__TEXT SEGMENT__:

- Opening Delimiter -

= Sterility assurance level =

Probability concept in microbiology

In microbiology, sterility assurance level (SAL) is the probability that a single unit that has been subjected to sterilization nevertheless remains nonsterile.

It is never possible to prove that all organisms have been destroyed, as the likelihood of survival of an individual microorganism is never zero. So SAL is used to express the probability of the survival. For example, medical device manufacturers design their sterilization processes for an extremely low SAL, such as 10^{−6}, which is a 1 in 1,000,000 chance of a non-sterile unit. SAL also describes the killing efficacy of a sterilization process. A very effective sterilization process has a very low SAL.

== Terminology ==
Mathematically, SALs are probabilities, often very small but (by definition) always lying between zero and one. So when they are expressed in scientific notation their exponents are negative, as for instance, "The SAL of this process is 10^{−6}". But the term SAL is sometimes also used to refer to a sterilization's efficacy. This usage (technically the multiplicative inverse) results in positive exponents, as in "The SAL of this process is 10^{6}". To avoid ambiguity from these inverse usages, some authors use the term log reduction (e.g., "This process gives a six-log reduction").

- Closing Delimiter -

__TASK REQUIREMENTS__:
1. Answer these questions from the sterility assurance level text:
(a) What SAL is given as an example of what medical device manufacturers design their sterilization processes for?
(b) Between which two values do SALs always lie?
(c) What term do some authors use to avoid ambiguity from the inverse usages of SAL?
2. Please carry on the sterility assurance level text after its last sentence.
The records are separate from the sterility assurance level text.

__DATASET ENTRIES__:
- Opening Delimiter -

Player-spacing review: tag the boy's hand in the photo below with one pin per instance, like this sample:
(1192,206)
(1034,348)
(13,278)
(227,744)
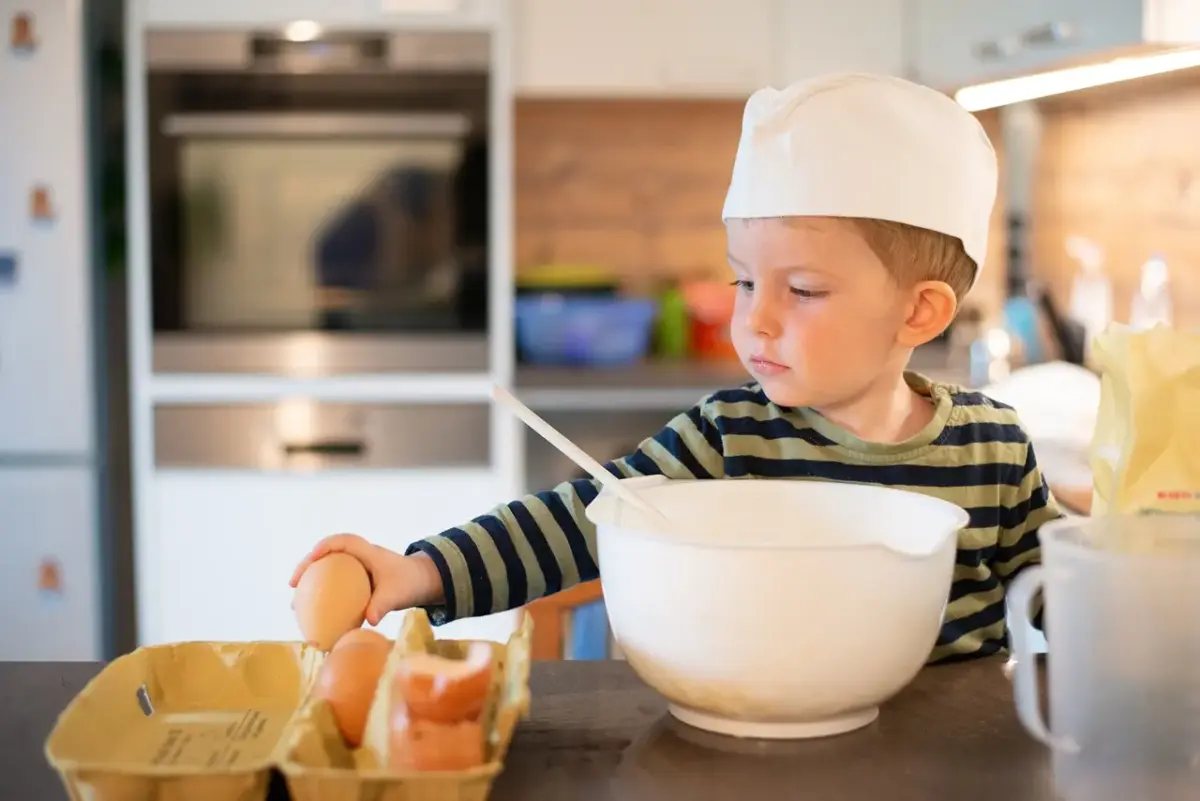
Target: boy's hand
(396,582)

- Closing Delimiter -

__RESPONSES BY TASK__:
1.
(a) 10^{−6}, a 1 in 1,000,000 chance of a non-sterile unit.
(b) Zero and one.
(c) Log reduction.

2.
SALs can also be used to describe the microbial population that was destroyed by the sterilization process, though this is not the same as the probabilistic definition. What is often called a "log reduction" (technically a reduction by one order of magnitude) represents a 90% reduction in microbial population. Thus a process that achieves a "6-log reduction" (10^{−6}) will theoretically reduce an initial population of one million organisms to very close to zero. The difference in meaning between this and the probabilistic sense can be seen from an example: if careful assays before and after indicate that a procedure has inactivated 90% of the biological agents in some unit, then the procedure can be correctly reported to have achieved a 1-log reduction, even though the probability that the unit is sterile is not 90% but 0.

Because of all these ambiguities, contexts in which it is critical to prevent any confusion—such as in the setting of standards—require that SAL terminology be defined carefully and explicitly.

SALs describing the "Probability of a Non-Sterile Unit" are expressed more specifically in some literature.